(Dataset):

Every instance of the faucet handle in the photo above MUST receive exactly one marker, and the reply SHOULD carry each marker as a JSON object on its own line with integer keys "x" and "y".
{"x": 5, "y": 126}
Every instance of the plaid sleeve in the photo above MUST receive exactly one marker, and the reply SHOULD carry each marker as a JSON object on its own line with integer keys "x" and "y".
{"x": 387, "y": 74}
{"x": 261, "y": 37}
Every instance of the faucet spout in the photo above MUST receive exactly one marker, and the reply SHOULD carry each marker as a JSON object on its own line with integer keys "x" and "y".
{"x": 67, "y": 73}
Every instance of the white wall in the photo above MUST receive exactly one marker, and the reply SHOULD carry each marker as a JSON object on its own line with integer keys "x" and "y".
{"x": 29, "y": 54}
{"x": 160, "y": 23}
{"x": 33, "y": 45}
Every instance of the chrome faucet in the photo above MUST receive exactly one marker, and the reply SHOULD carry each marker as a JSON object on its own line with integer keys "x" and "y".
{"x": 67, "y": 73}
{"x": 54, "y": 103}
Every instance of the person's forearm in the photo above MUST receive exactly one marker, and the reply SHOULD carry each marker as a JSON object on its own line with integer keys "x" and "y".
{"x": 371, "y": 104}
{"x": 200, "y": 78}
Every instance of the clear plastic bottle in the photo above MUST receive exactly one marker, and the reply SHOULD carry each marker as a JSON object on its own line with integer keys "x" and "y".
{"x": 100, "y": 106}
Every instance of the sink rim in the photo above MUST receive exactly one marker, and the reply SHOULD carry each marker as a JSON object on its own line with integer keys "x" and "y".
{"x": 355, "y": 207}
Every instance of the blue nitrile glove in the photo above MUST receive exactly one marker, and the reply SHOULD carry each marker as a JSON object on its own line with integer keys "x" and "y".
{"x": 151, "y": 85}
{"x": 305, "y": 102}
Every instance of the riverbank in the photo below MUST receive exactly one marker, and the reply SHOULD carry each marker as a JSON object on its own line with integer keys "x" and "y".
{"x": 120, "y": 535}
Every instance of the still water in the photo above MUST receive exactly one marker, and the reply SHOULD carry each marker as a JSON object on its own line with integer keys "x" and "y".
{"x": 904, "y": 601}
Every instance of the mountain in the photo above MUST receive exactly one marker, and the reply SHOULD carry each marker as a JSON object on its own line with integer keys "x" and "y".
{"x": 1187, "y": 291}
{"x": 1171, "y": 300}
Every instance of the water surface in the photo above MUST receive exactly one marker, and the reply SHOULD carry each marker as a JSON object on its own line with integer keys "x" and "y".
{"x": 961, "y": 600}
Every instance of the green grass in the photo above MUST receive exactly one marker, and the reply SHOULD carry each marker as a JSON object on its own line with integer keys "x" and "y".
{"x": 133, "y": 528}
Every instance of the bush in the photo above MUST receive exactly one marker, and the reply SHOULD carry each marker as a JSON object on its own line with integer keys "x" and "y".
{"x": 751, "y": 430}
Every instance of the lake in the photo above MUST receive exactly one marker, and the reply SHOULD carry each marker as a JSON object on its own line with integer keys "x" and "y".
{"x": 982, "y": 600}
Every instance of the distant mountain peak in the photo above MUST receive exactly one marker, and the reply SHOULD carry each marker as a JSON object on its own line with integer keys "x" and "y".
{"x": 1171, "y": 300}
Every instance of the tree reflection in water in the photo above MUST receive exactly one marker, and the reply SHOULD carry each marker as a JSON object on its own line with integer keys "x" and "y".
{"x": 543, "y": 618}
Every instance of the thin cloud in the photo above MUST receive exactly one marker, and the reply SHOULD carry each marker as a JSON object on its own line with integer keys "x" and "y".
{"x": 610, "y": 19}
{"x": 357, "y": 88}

(Task description): Rewrite every line of the records above as a numbered list, leaving out blank lines.

(Solution to this task):
1. Every instance of the faucet handle in the photo above MUST receive exactly one marker, and the reply SHOULD carry each marker as a JSON object on its own line with integer keys "x" and "y".
2. {"x": 5, "y": 126}
3. Every instance of the plaid sleeve in the photo above MUST receive exactly one marker, and the reply SHOULD carry each marker as a JSON object on its own line with integer keys "x" and "y".
4. {"x": 387, "y": 74}
5. {"x": 261, "y": 37}
6. Every instance of the faucet spout in the photo above MUST receive exactly one marker, and the reply SHOULD carry each marker as a JSON object on its own line with integer keys "x" and "y".
7. {"x": 67, "y": 73}
8. Every instance of the white wall in the photo above MUST receive exactly one marker, and the reply SHOULD carry each marker as a JSON object on its own line with integer keys "x" and "y".
9. {"x": 29, "y": 54}
10. {"x": 160, "y": 23}
11. {"x": 33, "y": 45}
12. Every instance of the chrome faucet in the photo above MUST receive exactly one marker, and the reply SHOULD carry each marker as a JSON object on its own line with integer keys "x" and "y".
13. {"x": 67, "y": 73}
14. {"x": 54, "y": 103}
15. Every instance of the person's forearm in the photo above MUST receive exactly one marker, and the reply SHOULD carry each marker as a JSON object on its own line with integer keys "x" and "y".
16. {"x": 371, "y": 104}
17. {"x": 200, "y": 78}
18. Every instance of the clear plastic bottle in the photo above MUST receive exactly one marker, and the reply SHOULD carry each marker as a JSON object on its own line with integer keys "x" and "y".
19. {"x": 100, "y": 106}
20. Every instance of the sink rim in the photo above MUST receive exactly one marker, and the reply SHOULD carry each marker as a JSON object on its own line with integer keys "x" and "y".
21. {"x": 355, "y": 207}
22. Every instance of the blue nitrile glove in the photo above MUST receive exactly one marker, and the reply SHOULD carry each marker as a JSON object on its own line with integer keys "x" and "y".
23. {"x": 151, "y": 85}
24. {"x": 305, "y": 102}
25. Every instance of the riverbank in the photo below MUST receive exactly one marker, and the reply SHOULD carry each marker as a JSON object on its own line with integer keys "x" and "y".
26. {"x": 120, "y": 535}
27. Every instance of the still water in the photo above MUST receive exactly one marker, and the reply SHOULD carry each marker as a JSON object on its own line with integer keys "x" and "y".
28. {"x": 904, "y": 601}
29. Every instance of the mountain in the photo above MUST receive exactly one marker, and the reply SHOULD carry each marker as a JSON object on its own line with integer keys "x" and "y".
30. {"x": 1187, "y": 291}
31. {"x": 1171, "y": 300}
32. Every instance of the water surface in the photo above MUST receive exactly one marker, and the reply SHOULD carry each marker as a JSON object on its own line with integer keys "x" and "y".
33. {"x": 961, "y": 600}
34. Every instance of the green grass in the photo above MUST receive exactly one marker, and the reply SHOULD carry each marker as a JSON object on its own line with integer keys "x" and "y".
35. {"x": 133, "y": 528}
36. Every instance of the bush in the photo above MUST receive exactly one marker, and the reply SHOULD carry each marker as a JSON object on its own line with integer keys "x" and "y".
37. {"x": 751, "y": 430}
38. Every instance of the lake in the photo above MUST receive exactly one marker, and the reply SHOULD carry each marker as a JSON object on its own line with integer keys "x" and "y".
39. {"x": 982, "y": 600}
40. Every instance of the distant mountain peak in the photo above MUST receive exactly one marker, and the reply SHOULD carry each marker as a JSON object on its own line with integer keys "x" and "y".
41. {"x": 1171, "y": 300}
42. Every instance of the tree reflection in water in the photo above MUST receive exactly one marker, and the reply SHOULD carry each marker as a JSON object on its own line with integer keys "x" and "y".
43. {"x": 543, "y": 618}
44. Every instance of the thin cloud in the photo above MUST receive exactly one marker, and the reply SHOULD carry each marker as a JSON object on its own line with integer keys "x" and "y".
45. {"x": 610, "y": 19}
46. {"x": 357, "y": 88}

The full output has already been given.